• Provided text:
● ● ● ● ●

Theodore C. Pierson, PhD
Chief
National Institutes of Health
Bethesda, MD
Disclosure: NIH: Employee, T.C.P. is named as inventor on U.S. government-owned patent application(s) for ZIKV DNA vaccine technology.
Michael S. Diamond, MD, PhD
Herbert S. Gasser Professor
Washington University
St. Louis, MO
Disclosure: Moderna: Advisor or Review Panel member, M.S.D. is a member of the Scientific Advisory Board for Moderna.
Background :
Zika virus (ZIKV) caused an epidemic of microcephaly and congenital malformations in 2015-2016, prompting the development of ZIKV vaccines. Plasmid DNA and modified mRNA lipid nanoparticle-encapsulated (mRNA-LNP) vaccines were among the first to reach human clinical trials, where their evaluation is ongoing. Few studies have evaluated vaccine efficacy in the setting of infection during pregnancy, and there is an open question around antibody-dependent enhancement (ADE) of flaviviral disease due to cross-reactive fusion loop epitope (FLE) antibodies.
Methods :
Female C57BL/6J mice and human STAT2 knock-in (hSTAT2-KI) mice were immunized with plasmid DNA (VRC5283) or mRNA-LNP (Moderna Inc.) vaccines encoding the ZIKV prM-E genes. Antibody responses were assayed, and immunized mice were mated and WT mice were transiently immunocompromised by administration of interferon blocking antibody, followed by ZIKV challenge. 1 week post-infection, ZIKV burden was measured via qRT-PCR. ZIKV-specific memory B cell (MBC), long lived plasma cell (LLPC), and CD8+ T cell vaccine responses were also assayed.

● ● ● ● ●

• Recorded data:
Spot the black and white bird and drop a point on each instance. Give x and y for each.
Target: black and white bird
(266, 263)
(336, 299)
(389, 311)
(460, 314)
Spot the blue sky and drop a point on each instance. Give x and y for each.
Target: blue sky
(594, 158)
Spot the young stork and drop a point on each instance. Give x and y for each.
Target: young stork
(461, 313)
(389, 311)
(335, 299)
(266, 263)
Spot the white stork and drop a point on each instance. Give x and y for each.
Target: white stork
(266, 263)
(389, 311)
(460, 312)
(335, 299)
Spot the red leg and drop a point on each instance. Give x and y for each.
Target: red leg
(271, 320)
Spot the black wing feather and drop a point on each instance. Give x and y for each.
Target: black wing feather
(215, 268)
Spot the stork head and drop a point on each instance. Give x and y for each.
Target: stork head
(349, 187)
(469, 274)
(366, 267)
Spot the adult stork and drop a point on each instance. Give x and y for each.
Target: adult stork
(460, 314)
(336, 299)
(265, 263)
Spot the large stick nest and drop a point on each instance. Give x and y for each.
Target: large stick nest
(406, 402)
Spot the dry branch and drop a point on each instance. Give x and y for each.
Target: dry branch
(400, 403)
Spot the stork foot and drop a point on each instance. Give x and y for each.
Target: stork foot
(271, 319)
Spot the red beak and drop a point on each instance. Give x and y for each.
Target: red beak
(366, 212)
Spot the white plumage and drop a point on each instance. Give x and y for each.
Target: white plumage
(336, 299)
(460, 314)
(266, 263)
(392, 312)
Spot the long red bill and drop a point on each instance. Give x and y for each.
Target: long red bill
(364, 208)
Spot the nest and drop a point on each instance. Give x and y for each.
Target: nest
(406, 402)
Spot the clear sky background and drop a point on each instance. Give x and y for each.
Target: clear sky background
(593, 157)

● ● ● ● ●

• Work to be completed: Continue the Zika vaccine abstract from the point where it stops.

• Result:
Results :
VRC5283 and mRNA-LNP vaccines were highly immunogenic, eliciting serum neutralizing EC50 responses > 1:10,000, and markedly reduced placental ZIKV burden and fetal transmission. An improved mRNA-LNP construct with higher immunogenicity correlated with reduced placental viral burden. Significantly, an FLE-mutant mRNA-LNP vaccine yielded comparable EC50 responses without compromising vaccine efficacy; sera from these mice did not enhance dengue virus infection in vitro. Both VRC5283 and mRNA-LNP vaccines elicited MBC, LLPC, and CD8+ T cell responses, although MBC and LLPC responses were greater after mRNA-LNP immunization. Surprisingly, low-level ZIKV infection of the placenta and a minority of fetal heads was observed despite robust neutralizing antibody responses, which was not seen in the immunocompetent hSTAT2-KI model.
Conclusion :
Nucleic acid vaccines were highly immunogenic and protective against vertical ZIKV transmission during pregnancy in mice. These data support and inform the ongoing clinical development of these vaccines in humans.